AIM OF THE EXERCISE = Locate every line in the data below that contains the word "wire" and copy each of those lines in full.

-- BEGIN INFORMATION SHOWN --

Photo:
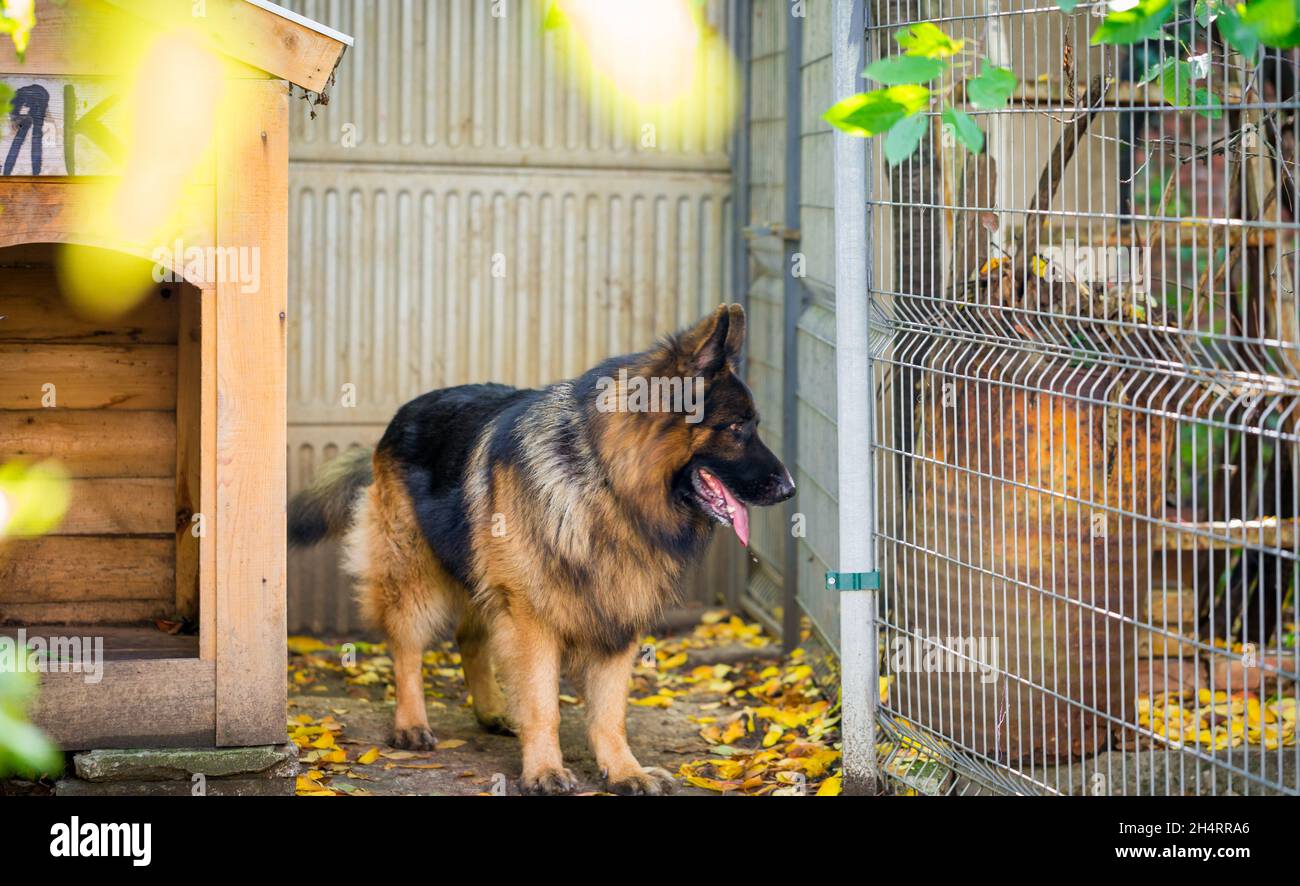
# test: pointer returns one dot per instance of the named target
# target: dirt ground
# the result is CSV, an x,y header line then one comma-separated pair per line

-- END INFORMATION SHOWN --
-- BEGIN INFORMATION SHOWN --

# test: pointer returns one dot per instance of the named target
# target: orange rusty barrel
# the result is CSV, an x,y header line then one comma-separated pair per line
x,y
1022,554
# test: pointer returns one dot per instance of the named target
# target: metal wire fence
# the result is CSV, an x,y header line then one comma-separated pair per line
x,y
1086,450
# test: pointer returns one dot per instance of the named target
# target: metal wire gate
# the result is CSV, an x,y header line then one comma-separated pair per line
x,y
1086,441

-- END INFORMATION SHOWN --

THE REPLY =
# target: metal wire fence
# target: metal wire gate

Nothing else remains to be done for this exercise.